### THE TASK
Nothing but an exact copy of the data should be given.

### MATERIAL FOR THIS EXERCISE
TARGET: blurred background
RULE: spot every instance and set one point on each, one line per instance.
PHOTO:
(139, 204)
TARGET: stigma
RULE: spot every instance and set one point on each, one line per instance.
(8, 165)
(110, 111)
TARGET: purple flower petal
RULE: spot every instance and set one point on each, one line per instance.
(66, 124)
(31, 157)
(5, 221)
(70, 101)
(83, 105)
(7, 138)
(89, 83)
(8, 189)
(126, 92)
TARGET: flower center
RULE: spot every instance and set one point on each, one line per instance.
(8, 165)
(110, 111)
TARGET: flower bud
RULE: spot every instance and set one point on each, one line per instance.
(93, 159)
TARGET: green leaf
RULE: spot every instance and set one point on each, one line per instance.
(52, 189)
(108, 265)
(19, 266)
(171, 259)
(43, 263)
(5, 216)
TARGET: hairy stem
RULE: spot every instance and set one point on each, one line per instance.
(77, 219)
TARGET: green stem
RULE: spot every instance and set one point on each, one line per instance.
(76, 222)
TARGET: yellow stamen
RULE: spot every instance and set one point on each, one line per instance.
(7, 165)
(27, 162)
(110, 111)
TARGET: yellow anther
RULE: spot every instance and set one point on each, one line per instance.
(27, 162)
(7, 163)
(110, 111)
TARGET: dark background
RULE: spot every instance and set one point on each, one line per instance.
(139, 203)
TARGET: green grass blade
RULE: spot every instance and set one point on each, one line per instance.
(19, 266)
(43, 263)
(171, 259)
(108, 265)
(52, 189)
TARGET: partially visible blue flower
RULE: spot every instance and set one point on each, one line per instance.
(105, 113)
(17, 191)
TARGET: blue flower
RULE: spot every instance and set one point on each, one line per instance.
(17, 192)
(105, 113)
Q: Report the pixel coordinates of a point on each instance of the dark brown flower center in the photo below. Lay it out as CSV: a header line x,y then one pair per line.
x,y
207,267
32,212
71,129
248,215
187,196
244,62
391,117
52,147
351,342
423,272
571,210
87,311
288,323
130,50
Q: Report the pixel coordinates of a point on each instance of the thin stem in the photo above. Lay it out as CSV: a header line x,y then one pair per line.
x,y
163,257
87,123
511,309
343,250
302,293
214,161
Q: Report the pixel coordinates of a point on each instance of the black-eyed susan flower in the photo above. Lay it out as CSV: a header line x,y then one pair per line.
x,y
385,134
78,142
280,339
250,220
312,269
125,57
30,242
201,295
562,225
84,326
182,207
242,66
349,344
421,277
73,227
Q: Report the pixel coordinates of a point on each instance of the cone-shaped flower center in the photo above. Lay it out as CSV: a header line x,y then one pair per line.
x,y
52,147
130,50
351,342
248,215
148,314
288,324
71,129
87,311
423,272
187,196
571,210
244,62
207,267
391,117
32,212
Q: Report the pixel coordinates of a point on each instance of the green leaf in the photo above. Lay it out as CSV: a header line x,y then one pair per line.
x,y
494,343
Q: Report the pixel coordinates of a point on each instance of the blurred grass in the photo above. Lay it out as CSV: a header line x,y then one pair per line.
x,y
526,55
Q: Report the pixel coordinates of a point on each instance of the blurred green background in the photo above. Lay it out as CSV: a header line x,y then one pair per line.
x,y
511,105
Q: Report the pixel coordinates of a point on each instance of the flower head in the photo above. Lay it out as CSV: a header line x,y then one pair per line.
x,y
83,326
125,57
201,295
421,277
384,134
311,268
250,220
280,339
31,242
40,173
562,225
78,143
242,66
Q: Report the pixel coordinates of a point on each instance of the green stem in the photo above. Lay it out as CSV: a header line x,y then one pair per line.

### WRITTEN REPLY
TARGET: blurred background
RULE: spot every instance and set one point on each, one line per instance.
PHOTO:
(139, 204)
TARGET: stigma
RULE: spot every instance and set one point on each, one line per instance.
(8, 165)
(110, 111)
TARGET: purple flower petal
RULE: spot every instance and set one point on each, one line per instance.
(66, 124)
(31, 157)
(5, 221)
(70, 101)
(83, 105)
(7, 138)
(89, 83)
(8, 189)
(126, 92)
TARGET: flower center
RULE: spot every instance and set one point on each, one line per instance.
(8, 165)
(110, 111)
TARGET: flower bud
RULE: spot every instance and set one point on each, one line per instance.
(93, 159)
TARGET: green leaf
RULE: spot every instance and set one point on each, one line per instance.
(52, 189)
(108, 265)
(19, 266)
(171, 259)
(43, 263)
(5, 216)
TARGET: hairy stem
RULE: spot every instance and set one point on each, one line per instance.
(77, 219)
TARGET: green stem
RULE: spot every instance and set one point on each, one line per instance.
(76, 222)
TARGET: yellow stamen
RULE: spot every instance and set one point on each, one line per instance.
(7, 165)
(27, 162)
(110, 111)
TARGET: yellow anther
RULE: spot every instance and set one point on each, one line per instance.
(27, 162)
(7, 163)
(110, 111)
TARGET: dark background
RULE: spot every instance and set one point on each, one line per instance.
(139, 203)
TARGET: green grass blade
RULE: spot every instance and set one point on each, one line per instance.
(19, 266)
(43, 263)
(171, 259)
(108, 265)
(52, 189)
TARGET: partially visible blue flower
RULE: spot every instance and set one point on each, one line per instance.
(105, 113)
(17, 191)
TARGET: blue flower
RULE: spot every instance and set one point on each, one line per instance.
(17, 192)
(105, 113)
Q: Report the pixel coordinates of a point on each instance of the dark brown flower center in the photo below. Lay it out as CSV: a header line x,y then one pair per line.
x,y
207,267
32,212
71,129
248,215
187,196
244,62
391,117
52,147
351,342
423,272
571,210
87,311
288,323
130,50
Q: Report the pixel coordinates of a point on each instance of the thin stem in the photo above. Lay it out as CSV: a header line x,y then one pair per line.
x,y
163,257
87,123
511,309
343,250
302,293
214,161
Q: Report the pixel coordinates of a point on each instance of the black-eyed susan flower in the photo above. Lay it out as CSV: a header line x,y then one pair per line.
x,y
385,134
78,142
280,339
250,220
312,269
125,57
30,242
201,295
562,225
84,326
182,207
242,66
349,344
421,277
73,227
Q: Report the pixel coordinates of a point on each instance of the cone-shaped flower center in the photo above. Lay it out as CSV: a header line x,y then one pair per line.
x,y
52,147
130,50
351,342
248,215
148,314
288,324
71,129
87,311
423,272
187,196
571,210
244,62
207,267
391,117
32,212
Q: Report the pixel coordinates of a point on each instance of the green leaf in the photo above. Lay it out as CSV: a header line x,y then one pair per line.
x,y
494,343
Q: Report the pixel coordinates of a point on each instance of the blurred grass in the photo above. Lay it out as CSV: a header line x,y then one pair per line.
x,y
526,55
Q: Report the pixel coordinates of a point on each instance of the blurred green background in the photo above. Lay it out as CSV: a header line x,y then one pair per line.
x,y
511,105
Q: Report the pixel coordinates of a point on each instance of the flower head in the photo above. Lay it out as CSV: a header line x,y then one pair per line.
x,y
83,326
125,57
201,295
421,277
384,134
311,268
250,220
280,339
31,242
40,173
562,225
78,143
242,66
Q: Report the pixel coordinates of a point on each instance of the green stem in the photo above. Lay it out as CSV: a header line x,y then one pair per line.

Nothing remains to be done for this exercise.